Start of EXERCISE INPUT
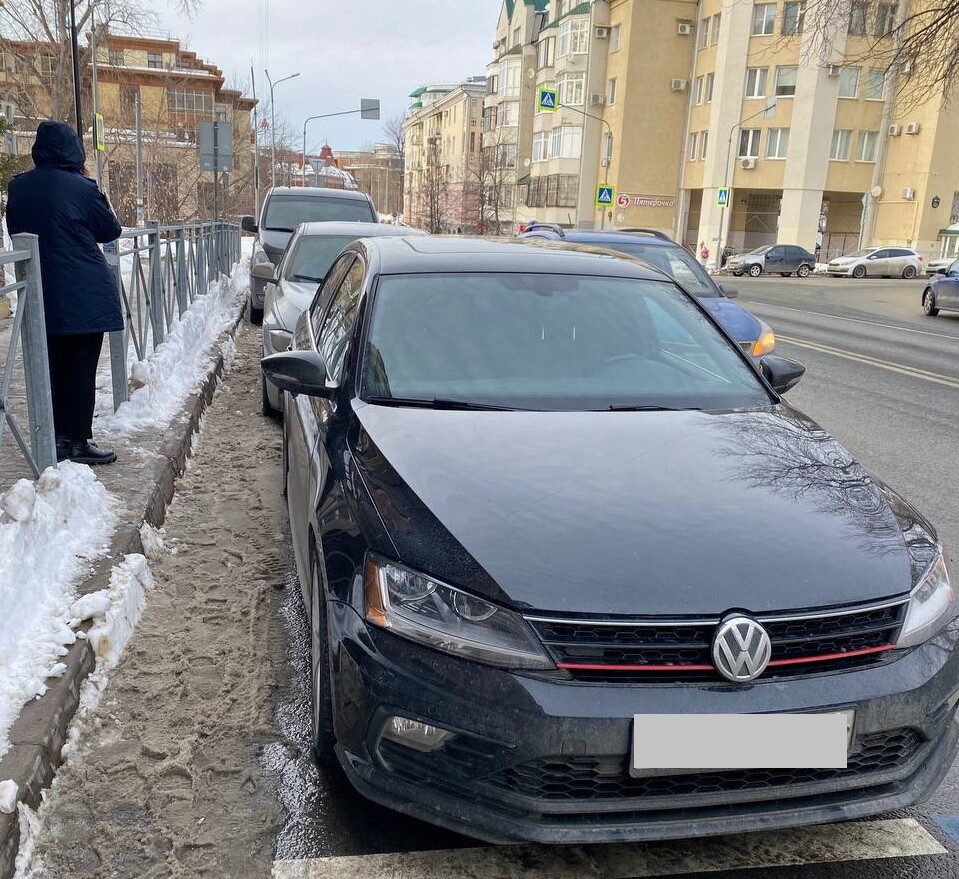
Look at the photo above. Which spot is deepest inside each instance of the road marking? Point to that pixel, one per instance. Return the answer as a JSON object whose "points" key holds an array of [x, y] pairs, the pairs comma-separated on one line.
{"points": [[857, 320], [911, 371], [823, 844]]}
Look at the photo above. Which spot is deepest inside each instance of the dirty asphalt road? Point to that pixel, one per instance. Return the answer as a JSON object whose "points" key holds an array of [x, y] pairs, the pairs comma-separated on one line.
{"points": [[199, 765]]}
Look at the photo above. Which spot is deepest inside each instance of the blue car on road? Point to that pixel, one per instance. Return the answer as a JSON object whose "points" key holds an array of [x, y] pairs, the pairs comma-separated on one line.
{"points": [[754, 336]]}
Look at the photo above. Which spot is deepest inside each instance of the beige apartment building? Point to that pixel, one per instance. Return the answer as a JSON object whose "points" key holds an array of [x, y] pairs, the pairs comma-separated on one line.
{"points": [[442, 154], [673, 101]]}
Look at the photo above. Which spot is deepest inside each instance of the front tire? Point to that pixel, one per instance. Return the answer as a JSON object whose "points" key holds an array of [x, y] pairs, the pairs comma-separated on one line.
{"points": [[324, 738]]}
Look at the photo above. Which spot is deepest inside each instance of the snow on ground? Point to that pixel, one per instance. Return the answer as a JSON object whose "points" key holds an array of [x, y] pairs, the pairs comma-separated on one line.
{"points": [[179, 365], [48, 535]]}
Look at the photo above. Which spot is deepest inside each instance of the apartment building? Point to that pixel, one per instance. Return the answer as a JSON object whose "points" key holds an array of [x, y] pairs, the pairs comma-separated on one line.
{"points": [[443, 189]]}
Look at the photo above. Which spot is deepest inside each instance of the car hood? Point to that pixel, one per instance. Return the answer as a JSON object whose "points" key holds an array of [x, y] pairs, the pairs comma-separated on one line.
{"points": [[291, 300], [633, 513], [733, 318]]}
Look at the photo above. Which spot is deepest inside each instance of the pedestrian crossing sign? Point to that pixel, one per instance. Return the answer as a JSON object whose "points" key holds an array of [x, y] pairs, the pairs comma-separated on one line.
{"points": [[605, 195], [547, 101]]}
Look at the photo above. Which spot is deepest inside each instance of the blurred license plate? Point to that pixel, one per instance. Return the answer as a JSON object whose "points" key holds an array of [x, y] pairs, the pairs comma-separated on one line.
{"points": [[670, 743]]}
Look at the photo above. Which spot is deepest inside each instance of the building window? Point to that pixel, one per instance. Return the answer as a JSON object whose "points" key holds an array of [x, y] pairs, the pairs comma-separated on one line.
End of EXERCISE INPUT
# THE EXERCISE
Set out every row above as a numbered list, omitting blank lines and leaving the pictures out.

# SOLUTION FOR THIS PROBLEM
1. Look at the photo above. Which spot is deepest inside each instance of the road marking? Point to that pixel, one per instance. Return the answer as a JSON object whose "points" key holds an array of [x, y] pairs, the pairs comma-separated on one line.
2. {"points": [[857, 320], [911, 371], [823, 844]]}
3. Look at the photo above. Which spot is deepest inside each instance of the dirty asphalt road? Point to that pixel, one per instance. Return the answer as a JSON object whose "points" key holds an array of [x, y] pairs, the pairs comma-separated on one line.
4. {"points": [[199, 765]]}
5. Look at the photo above. Which spot is deepest inside each instance of the blue car on road? Point to that pixel, one per instance. Return the answer as a JSON object whose "points" key holds an array of [x, y] pairs, the pairs comma-separated on one line.
6. {"points": [[754, 336]]}
7. Look at the photo above. Which spot is deepest inside each instance of the beige apartment building? Point to that pixel, one per instance. Return the answer as a JSON object whose "points" key holds an array of [x, y] pairs, the pairs comma-separated on one line.
8. {"points": [[442, 154], [673, 101]]}
9. Look at the photo above. Which spot is deepest inside each instance of the front tire? Point to that pixel, one per instance. Return the answer as a JSON object whose "points" key holds an array of [x, y] pairs, the pairs comma-separated on one line.
10. {"points": [[324, 738]]}
11. Look at the photo above. Which spot is deepest inside each instance of the snow on ground? Point to that pixel, one per instance. Return the answer as a JSON object whose "points" key holds an array of [x, y] pairs, the pairs comma-separated on one line.
12. {"points": [[179, 365], [48, 535]]}
13. Look at the photo above. Which spot is deepest inside each instance of the apartment building? Point to that pixel, one per instance. Return the answer as a JSON object whose "points" key holds an array of [x, y] pairs, the pairs comma-separated on one line.
14. {"points": [[443, 189]]}
15. Look at the photo above. Which spot is deepest inside each instance of the car hood? Point to that pixel, one per instance. Return the answer as a JSON object whose "points" key holds an array of [x, y] pairs, the pairs comma-separated on one line.
16. {"points": [[291, 300], [633, 513], [733, 318]]}
17. Look at the photo above. Which spot is deepest inside each instance of the pedestrian crossing sign? Point to that pixel, one per instance. Return the answer as a JSON object whose "points" key holds an array of [x, y] pairs, the pairs comma-separated on one line.
18. {"points": [[605, 195], [547, 101]]}
19. Look at the photo above. Which spot is deepest inside each instance of the blurred license plate? Point to that pixel, one per instance. Return the answer as a JSON object whose "points" key holds an array of [x, y] pairs, the pairs comma-separated on one line.
20. {"points": [[670, 743]]}
21. Look at the photo above. Which spot is deepest inside each instance of the building window? Point to that pixel, one per instance. Return the answer as a JSON object whose "points" key holds an array of [x, y] pairs, the pairs comma-separated on one line.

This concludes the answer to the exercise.